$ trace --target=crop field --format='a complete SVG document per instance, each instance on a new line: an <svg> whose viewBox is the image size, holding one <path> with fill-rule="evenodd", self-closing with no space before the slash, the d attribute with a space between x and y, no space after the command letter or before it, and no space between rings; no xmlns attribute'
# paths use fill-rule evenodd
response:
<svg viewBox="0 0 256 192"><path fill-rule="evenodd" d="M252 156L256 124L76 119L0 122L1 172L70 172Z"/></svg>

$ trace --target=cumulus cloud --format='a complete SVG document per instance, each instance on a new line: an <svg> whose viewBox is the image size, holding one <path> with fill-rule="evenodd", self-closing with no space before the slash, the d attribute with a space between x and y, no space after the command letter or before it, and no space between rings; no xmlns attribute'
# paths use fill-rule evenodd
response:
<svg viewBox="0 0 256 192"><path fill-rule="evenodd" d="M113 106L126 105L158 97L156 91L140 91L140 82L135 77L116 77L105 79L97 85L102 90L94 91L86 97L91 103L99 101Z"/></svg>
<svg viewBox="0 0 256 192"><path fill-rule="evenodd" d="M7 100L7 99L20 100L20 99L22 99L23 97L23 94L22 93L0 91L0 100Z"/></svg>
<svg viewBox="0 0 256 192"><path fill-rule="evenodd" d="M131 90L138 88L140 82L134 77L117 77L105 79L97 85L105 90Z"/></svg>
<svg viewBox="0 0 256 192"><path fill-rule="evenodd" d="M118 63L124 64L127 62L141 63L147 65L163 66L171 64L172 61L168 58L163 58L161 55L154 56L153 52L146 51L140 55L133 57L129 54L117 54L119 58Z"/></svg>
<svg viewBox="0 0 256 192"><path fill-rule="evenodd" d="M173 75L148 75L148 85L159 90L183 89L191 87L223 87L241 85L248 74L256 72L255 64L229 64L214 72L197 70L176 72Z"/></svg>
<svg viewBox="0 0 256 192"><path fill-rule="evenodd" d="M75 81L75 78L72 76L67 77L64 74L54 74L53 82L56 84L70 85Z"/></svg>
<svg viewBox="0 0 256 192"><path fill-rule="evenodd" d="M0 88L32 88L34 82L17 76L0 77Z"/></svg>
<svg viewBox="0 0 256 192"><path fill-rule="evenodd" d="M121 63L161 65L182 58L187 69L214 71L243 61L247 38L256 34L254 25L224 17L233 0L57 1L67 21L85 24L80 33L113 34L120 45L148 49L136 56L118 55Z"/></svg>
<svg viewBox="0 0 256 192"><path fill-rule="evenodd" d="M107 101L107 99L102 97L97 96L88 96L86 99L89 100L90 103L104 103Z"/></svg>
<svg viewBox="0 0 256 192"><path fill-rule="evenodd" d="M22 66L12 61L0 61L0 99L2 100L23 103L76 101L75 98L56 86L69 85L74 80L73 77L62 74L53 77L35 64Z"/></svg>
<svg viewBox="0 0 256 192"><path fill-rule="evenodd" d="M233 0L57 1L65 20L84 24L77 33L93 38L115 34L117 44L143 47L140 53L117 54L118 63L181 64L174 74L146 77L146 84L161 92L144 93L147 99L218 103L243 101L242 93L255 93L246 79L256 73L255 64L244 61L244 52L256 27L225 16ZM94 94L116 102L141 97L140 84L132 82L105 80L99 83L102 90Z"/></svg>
____
## [PROBLEM REQUIREMENTS]
Can you repeat, character for character, the lines of the records from the line with "trace --target=cumulus cloud" up to and including the line with "81L75 78L72 76L67"?

## [RESPONSE TO THE TASK]
$ trace --target=cumulus cloud --format='a complete SVG document per instance, each instance on a new line: an <svg> whose viewBox is the image size, holding one <path> with fill-rule="evenodd", self-closing with no space before the slash, the d attribute with a space between x and y, no space after the command letter or before it, and no space between rings; no xmlns attribute'
# paths use fill-rule evenodd
response:
<svg viewBox="0 0 256 192"><path fill-rule="evenodd" d="M113 106L126 105L158 97L156 91L140 91L140 82L135 77L116 77L105 79L97 85L102 90L94 91L86 97L91 103L99 101Z"/></svg>
<svg viewBox="0 0 256 192"><path fill-rule="evenodd" d="M7 100L7 99L20 100L20 99L22 99L23 97L23 94L22 93L0 91L0 100Z"/></svg>
<svg viewBox="0 0 256 192"><path fill-rule="evenodd" d="M131 90L138 88L140 82L134 77L117 77L105 79L97 85L105 90Z"/></svg>
<svg viewBox="0 0 256 192"><path fill-rule="evenodd" d="M118 63L124 64L127 62L141 63L147 65L163 66L171 64L172 61L168 58L163 58L161 55L154 56L153 52L146 51L140 55L133 57L129 54L117 54L119 58Z"/></svg>
<svg viewBox="0 0 256 192"><path fill-rule="evenodd" d="M173 75L148 75L148 85L159 90L183 89L191 87L223 87L241 85L248 74L256 72L255 64L229 64L214 72L197 70L176 72Z"/></svg>
<svg viewBox="0 0 256 192"><path fill-rule="evenodd" d="M75 81L75 78L72 76L67 77L64 74L54 74L53 82L56 84L70 85Z"/></svg>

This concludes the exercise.